● REQUEST
Summarize the forum thread below on pups in the cold in three sentences.

● TEXT PROVIDED

(begin)

# Pups in the cold



## BassBlaster (Jun 8, 2006)

I have been throwing around the idea of getting a couple Beagle pups. I am very interested in field trials. I have never done this before but think it is something I would really enjoy. My question is do you all think I should wait until spring to get some pups? I just feel really bad about leaving young pups outside in the winter. I realize there are numbers of ways you can keep them warm but I still feel bad for some reason. Does anyone else feel like this? Does anyone keep there hunting dogs inside. I have always heard that if you make them a house pet then they won't be good hunters. Please post any thoughts. Also if someone could give me some breeders names that would be appreciated. I am only interested in registered pups as I want to do the field trials. I would prefer them come from a pedigree of good field trial dogs.


----------



## dakotaman (Oct 19, 2005)

Well I can't speak for beagles, but I have a lab that I use heavily for upland birds and she's a house dog and pretty spoiled. I can say being a house dog has in NO way affected her drive, skill, or desire to hunt. She know's when it's time to work and lives for it. She's crate trained, and stay's there when we're not in the house and when we are here, she has the run of the house. If outdoor life is what you decide for your dog there are plenty of kennel designs with runs or simple dog houses will work as well. Just make sure it's elevated, insulated with bedding, out of the wind, and enough room for them to stand up and turn around. There are plenty of web sites to do some research for something to suit your needs.


----------



## lastv8 (Oct 11, 2004)

my GSP stays in the house and sleeps in bed with my son. I can say she does a better job finding them, than I do shooting them.

(end)

● GIVEN DATA
(begin)

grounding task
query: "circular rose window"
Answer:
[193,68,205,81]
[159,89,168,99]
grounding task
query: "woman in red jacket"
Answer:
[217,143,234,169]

(end)

● ANSWER FOR THIS EXERCISE
A poster interested in field trials is thinking about getting a couple of registered Beagle pups. The poster asks whether to wait until spring rather than leave young pups outside in winter, and whether keeping hunting dogs indoors spoils them as hunters. Two replies describe indoor hunting dogs, a lab and a GSP, that still hunt well, and one adds that an outdoor dog house should be elevated, insulated with bedding, out of the wind, and roomy enough for the dog to stand up and turn around.